What this task involves: In the article on Matt McCarthy's sportsmanship award, who will be handed the award at the ceremony during the Bruins game?

Matt McCarthy was gone like that. The circumstances of his untimely and tragic passing are now well-known in local circles. The former Pentucket hockey captain collapsed on the ice after hockey practice in December never to be revived.

But friends and family, coaches and teachers, teammates and competitors, acquaintances and those who only knew him by reputation have done much to ensure McCarthy's legacy at Pentucket and in the Cape Ann League will never be forgotten.

Most recently, McCarthy was posthumously nominated and awarded the MIAA Sportsmanship Award for Cape Ann League, given annually by the Boston Bruins and the MIAA to an individual who best exemplifies the highest standards of fair play and sportsmanship in high school ice hockey. His brothers Ryan and Nate will be handed the award at a ceremony in the first intermission of the Bruins game tomorrow night versus the Florida Panthers, and his family will be in attendance for the game.

"We were surprised for obvious reasons and happy," said Jola McCarthy, Matt's mother. "We were happy that he was nominated for this award and that he's receiving it. He was always friends with players in the CAL whether he played against them or with them, and it's a great honor for him."

Pentucket coach Bill Burns said he had to write an essay to nominate Matt expressing the leadership qualities he displayed on and off the ice.

"We had to write a bit of an essay on Matt expressing his leadership abilities, what a good school citizen he was and such a mentor to young players," Burns said. "The fact that he was a captain and knew exactly what that term meant. He led on and off the ice, was involved in the school community and the community of Merrimac.

Data listing:
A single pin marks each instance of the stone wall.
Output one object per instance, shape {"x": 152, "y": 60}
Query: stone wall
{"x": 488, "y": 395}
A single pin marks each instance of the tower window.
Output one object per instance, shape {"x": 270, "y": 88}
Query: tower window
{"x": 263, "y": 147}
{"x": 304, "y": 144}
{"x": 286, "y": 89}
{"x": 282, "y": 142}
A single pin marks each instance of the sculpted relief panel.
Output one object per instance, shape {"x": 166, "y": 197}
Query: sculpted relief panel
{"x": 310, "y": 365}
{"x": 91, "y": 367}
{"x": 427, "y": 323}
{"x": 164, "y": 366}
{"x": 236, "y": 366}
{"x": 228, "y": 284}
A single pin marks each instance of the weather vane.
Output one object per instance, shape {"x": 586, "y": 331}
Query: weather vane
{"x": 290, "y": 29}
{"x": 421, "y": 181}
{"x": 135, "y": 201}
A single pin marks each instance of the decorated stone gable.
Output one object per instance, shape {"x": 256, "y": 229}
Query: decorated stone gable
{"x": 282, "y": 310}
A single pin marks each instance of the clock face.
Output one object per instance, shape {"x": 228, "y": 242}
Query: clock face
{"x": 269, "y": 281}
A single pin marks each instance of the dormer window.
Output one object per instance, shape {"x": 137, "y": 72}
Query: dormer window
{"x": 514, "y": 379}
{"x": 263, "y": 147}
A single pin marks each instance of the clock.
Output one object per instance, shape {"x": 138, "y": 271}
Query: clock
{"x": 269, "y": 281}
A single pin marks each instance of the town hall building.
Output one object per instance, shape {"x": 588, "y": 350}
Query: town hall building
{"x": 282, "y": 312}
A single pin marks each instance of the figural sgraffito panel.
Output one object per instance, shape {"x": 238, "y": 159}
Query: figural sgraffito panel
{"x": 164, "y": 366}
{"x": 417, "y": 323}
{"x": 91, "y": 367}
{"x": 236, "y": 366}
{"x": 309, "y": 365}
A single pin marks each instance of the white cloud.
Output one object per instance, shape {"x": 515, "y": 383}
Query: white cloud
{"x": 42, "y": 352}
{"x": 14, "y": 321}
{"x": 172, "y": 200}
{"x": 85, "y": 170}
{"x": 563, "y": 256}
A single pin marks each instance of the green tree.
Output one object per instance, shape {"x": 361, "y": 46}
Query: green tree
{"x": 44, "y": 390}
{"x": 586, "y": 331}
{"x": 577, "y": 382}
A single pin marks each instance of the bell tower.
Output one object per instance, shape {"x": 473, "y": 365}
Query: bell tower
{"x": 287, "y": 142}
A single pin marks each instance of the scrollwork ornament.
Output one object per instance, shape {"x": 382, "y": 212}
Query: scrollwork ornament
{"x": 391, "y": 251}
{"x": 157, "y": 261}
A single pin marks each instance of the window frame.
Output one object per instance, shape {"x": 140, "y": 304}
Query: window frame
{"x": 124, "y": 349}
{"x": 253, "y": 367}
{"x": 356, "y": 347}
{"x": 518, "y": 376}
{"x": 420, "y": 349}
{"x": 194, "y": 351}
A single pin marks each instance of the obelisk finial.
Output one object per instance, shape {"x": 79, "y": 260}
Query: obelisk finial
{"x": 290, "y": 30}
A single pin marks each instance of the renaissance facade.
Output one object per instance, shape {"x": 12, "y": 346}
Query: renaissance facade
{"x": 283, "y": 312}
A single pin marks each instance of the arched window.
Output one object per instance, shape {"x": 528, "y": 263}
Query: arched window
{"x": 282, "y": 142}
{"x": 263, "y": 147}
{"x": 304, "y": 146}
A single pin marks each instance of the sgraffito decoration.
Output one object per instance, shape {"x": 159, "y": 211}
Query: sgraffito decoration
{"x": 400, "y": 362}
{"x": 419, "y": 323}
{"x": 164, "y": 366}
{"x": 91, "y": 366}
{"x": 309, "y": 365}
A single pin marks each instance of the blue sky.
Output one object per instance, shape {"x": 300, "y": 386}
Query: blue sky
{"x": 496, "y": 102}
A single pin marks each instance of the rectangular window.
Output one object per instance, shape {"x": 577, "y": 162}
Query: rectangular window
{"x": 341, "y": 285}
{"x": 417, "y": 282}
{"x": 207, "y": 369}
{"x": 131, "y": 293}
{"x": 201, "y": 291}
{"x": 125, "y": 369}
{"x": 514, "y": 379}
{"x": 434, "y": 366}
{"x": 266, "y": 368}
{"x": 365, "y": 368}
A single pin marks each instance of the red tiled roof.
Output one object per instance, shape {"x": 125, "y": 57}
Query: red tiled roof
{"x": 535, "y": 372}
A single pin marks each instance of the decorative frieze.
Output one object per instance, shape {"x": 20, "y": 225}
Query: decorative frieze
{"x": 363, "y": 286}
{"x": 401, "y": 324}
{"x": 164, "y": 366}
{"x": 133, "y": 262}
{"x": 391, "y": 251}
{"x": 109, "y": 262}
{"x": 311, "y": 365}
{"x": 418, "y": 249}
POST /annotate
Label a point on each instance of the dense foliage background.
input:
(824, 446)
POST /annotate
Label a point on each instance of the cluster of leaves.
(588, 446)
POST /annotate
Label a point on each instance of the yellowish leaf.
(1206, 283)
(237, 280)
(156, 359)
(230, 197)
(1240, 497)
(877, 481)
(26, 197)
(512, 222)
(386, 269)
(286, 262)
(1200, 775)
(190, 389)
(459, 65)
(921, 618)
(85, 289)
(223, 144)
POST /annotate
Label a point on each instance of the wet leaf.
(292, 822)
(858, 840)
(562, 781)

Result of the task: His brothers Ryan and Nate.